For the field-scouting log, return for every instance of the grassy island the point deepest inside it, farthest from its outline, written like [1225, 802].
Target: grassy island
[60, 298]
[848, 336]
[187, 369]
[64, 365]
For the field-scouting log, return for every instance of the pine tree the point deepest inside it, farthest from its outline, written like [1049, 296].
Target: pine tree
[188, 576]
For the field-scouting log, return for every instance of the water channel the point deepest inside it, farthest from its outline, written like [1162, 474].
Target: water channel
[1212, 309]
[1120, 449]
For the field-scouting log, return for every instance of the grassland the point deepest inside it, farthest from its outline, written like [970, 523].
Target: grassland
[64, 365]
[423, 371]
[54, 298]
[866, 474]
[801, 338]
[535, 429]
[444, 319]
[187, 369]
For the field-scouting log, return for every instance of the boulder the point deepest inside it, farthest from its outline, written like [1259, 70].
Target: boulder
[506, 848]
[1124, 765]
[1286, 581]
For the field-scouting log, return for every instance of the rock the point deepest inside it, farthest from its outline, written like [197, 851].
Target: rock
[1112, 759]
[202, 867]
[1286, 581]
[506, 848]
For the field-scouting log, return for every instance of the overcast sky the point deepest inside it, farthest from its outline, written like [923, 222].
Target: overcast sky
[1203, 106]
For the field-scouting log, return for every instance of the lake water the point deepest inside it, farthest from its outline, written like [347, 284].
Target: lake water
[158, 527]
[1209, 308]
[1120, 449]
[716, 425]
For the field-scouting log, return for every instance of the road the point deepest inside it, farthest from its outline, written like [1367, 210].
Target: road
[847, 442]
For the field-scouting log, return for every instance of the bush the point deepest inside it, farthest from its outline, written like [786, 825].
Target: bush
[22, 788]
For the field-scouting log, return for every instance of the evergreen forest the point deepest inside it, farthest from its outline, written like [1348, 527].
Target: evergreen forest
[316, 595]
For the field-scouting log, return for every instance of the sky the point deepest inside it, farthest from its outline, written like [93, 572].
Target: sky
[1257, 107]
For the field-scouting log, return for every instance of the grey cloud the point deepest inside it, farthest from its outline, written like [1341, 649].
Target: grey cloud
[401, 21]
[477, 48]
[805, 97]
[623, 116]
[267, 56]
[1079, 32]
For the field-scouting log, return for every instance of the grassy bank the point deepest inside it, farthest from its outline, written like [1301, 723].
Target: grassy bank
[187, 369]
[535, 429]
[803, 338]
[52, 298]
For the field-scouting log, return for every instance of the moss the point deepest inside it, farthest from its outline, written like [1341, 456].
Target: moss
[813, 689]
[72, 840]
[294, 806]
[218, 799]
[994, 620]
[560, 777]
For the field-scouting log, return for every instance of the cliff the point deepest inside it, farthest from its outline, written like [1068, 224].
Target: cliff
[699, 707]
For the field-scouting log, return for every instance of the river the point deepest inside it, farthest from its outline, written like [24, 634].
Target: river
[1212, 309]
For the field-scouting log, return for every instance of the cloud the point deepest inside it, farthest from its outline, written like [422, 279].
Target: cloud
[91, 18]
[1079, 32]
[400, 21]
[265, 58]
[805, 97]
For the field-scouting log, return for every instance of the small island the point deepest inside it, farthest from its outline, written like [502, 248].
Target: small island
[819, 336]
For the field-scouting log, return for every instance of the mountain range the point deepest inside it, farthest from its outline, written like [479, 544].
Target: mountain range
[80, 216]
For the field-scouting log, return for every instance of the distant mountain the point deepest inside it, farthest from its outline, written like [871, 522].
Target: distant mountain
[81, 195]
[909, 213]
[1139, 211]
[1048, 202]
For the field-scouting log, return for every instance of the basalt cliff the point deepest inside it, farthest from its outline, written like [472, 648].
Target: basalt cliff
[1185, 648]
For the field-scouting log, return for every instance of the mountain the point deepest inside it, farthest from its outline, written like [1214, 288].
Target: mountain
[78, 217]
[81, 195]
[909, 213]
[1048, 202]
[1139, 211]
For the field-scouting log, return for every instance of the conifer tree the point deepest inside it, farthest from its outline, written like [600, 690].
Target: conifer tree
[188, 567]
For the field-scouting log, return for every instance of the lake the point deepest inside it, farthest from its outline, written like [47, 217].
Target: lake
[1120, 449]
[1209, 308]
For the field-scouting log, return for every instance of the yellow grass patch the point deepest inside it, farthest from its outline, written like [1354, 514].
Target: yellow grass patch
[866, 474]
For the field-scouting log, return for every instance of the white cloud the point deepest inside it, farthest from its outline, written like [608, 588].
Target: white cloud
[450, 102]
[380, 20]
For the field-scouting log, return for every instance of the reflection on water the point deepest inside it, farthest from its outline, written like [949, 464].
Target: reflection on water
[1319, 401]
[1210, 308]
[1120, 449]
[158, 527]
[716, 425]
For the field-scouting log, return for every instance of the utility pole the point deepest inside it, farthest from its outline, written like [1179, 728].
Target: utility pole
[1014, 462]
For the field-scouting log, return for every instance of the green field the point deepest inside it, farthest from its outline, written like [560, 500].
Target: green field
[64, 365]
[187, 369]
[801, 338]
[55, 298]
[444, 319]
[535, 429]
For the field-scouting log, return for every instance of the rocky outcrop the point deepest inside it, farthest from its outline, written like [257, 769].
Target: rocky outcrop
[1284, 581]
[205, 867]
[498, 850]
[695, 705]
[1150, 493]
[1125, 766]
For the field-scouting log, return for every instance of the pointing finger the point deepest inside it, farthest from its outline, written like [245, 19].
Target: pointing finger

**Exercise instructions**
All records shown above are to be reproduced without any alteration.

**Your response**
For the field-scouting log, return for every instance of the grassy island the point deepest inside it, farthest from its outline, written like [1225, 802].
Target: grassy island
[60, 298]
[848, 336]
[187, 369]
[64, 365]
For the field-scouting log, return for every instance of the pine tree the point deepest inside it, farthest from its outline, written like [1049, 296].
Target: pine tree
[188, 576]
For the field-scouting log, return for every instance of the water channel the point deepest inside it, farthest from its outline, written like [1162, 474].
Target: water channel
[1212, 309]
[1120, 449]
For the field-scouting log, return for every instance of the grassland the point deepest inside it, farthest from its outline, written like [970, 523].
Target: grassland
[64, 365]
[423, 371]
[54, 298]
[866, 474]
[801, 338]
[535, 429]
[444, 319]
[187, 369]
For the field-scouting log, return for every instance of the boulder the point deepest inside it, farthest from its outline, written like [1259, 70].
Target: boulder
[506, 848]
[1124, 765]
[1286, 581]
For the field-scouting log, return for every instance of the rock the point deepest inside it, farthest from its outline, written like [197, 851].
Target: rock
[1112, 759]
[202, 867]
[1286, 581]
[506, 848]
For the field-scouting log, return for every instance of the overcast sky the point deepest inside it, farthest from its outline, written like [923, 222].
Target: overcast sky
[1203, 106]
For the field-scouting log, return for every instance of the lake water the point deepest inside it, farthest from its outline, written like [347, 284].
Target: lake water
[158, 527]
[1209, 308]
[1120, 449]
[716, 425]
For the field-scouting log, return for every instance of the road the point deepest inside it, farthest from its outline, written like [1367, 210].
Target: road
[847, 442]
For the field-scouting log, return for every instance of the bush the point deepest inside it, farthest from its outline, written like [786, 825].
Target: bush
[22, 788]
For the field-scouting log, return for every instance of the evergreen forest the point deepest inside it, farthest from its outline, written like [1348, 527].
Target: evergreen forest
[316, 595]
For the field-scouting log, return for every instance of the sky the point deepest inside it, farthest from its outline, written like [93, 572].
Target: sky
[1257, 107]
For the field-scouting log, return for every instance of the grey cloud the point deepest inside it, farthest from its outline, written like [1341, 649].
Target: grey cloud
[401, 21]
[477, 48]
[805, 97]
[623, 116]
[267, 56]
[1079, 32]
For the field-scouting log, return for every instance of the grassy bank the point deepest inside it, farthest from its outline, written like [1301, 723].
Target: grassy bank
[187, 369]
[535, 429]
[803, 338]
[52, 298]
For the field-scouting log, return for every instance of the moss the point deepest inside it, farthest from its outline, written like [1341, 456].
Target: moss
[813, 689]
[72, 840]
[294, 806]
[218, 799]
[994, 620]
[560, 777]
For the field-scouting log, return for every instance of the cliff the point deepest inside it, farthest from its outline, written like [1068, 224].
Target: cliff
[699, 707]
For the field-scouting log, return for every instance of the river the point deepest inside it, farthest from its outline, written like [24, 634].
Target: river
[1212, 309]
For the field-scouting log, return for every instance of the cloud the point deepest inside it, farthest from its outline, written like [422, 279].
Target: cloud
[91, 18]
[1079, 32]
[400, 21]
[265, 58]
[805, 97]
For the field-scouting log, return for every instance of the small island the point deepest inside it, farthest from its outline, written like [502, 248].
Target: small island
[819, 336]
For the field-scouting log, return for every instance of the mountain range the point deepest inside it, farthest from its outline, written like [479, 544].
Target: mountain range
[80, 216]
For the field-scouting log, return for every instance of the distant mountain the point deepest inside it, farthest from its outline, written like [871, 522].
Target: distant mountain
[81, 195]
[909, 213]
[1139, 211]
[1048, 202]
For the field-scouting log, return for every instance of the basalt cliff the point deepest inside it, farthest from its outline, written like [472, 648].
Target: basalt cliff
[1185, 648]
For the field-scouting log, return for every instance of the mountain the point deepest inside it, farthest from its outline, written like [1214, 288].
Target: mountain
[78, 217]
[81, 195]
[909, 213]
[1048, 202]
[1139, 211]
For the field-scouting log, return for every instance of the conifer tree the point deepest inside it, farthest from its outline, written like [600, 690].
Target: conifer tree
[188, 567]
For the field-scouting log, return for every instance of the lake the point deepest inside it, farthest from its outline, written like [47, 217].
Target: lake
[1120, 449]
[1209, 308]
For the field-scouting log, return for every instance of the yellow grass patch the point deepest inside it, farthest from its outline, written like [1354, 514].
Target: yellow grass patch
[866, 474]
For the field-scouting log, return for every instance of the white cloud the point deepest inside it, farthest from its outline, written like [608, 588].
Target: white cloud
[450, 102]
[380, 20]
For the field-scouting log, return for every instance of the reflection on water the point deepest inside it, farthest from its outline, written like [949, 464].
Target: reflection on water
[1319, 401]
[1210, 308]
[1120, 449]
[158, 527]
[716, 425]
For the field-scouting log, return for every instance of the utility pole the point deepest inside it, farthest from its outline, written like [1179, 728].
Target: utility pole
[1014, 462]
For the field-scouting log, return for every instance of the green field the point deepest inside it, farthest from its outline, written like [560, 500].
Target: green field
[64, 365]
[187, 369]
[801, 338]
[55, 298]
[444, 319]
[535, 429]
For the field-scouting log, return for every instance of the rocky outcrop the point deepest inside it, farthest from its outline, written like [257, 769].
Target: rocky outcrop
[1284, 581]
[205, 867]
[498, 850]
[695, 705]
[1150, 493]
[1125, 766]
For the field-scouting log, return for every instance of the pointing finger the point deepest inside it, farthest from its outline, written like [245, 19].
Target: pointing finger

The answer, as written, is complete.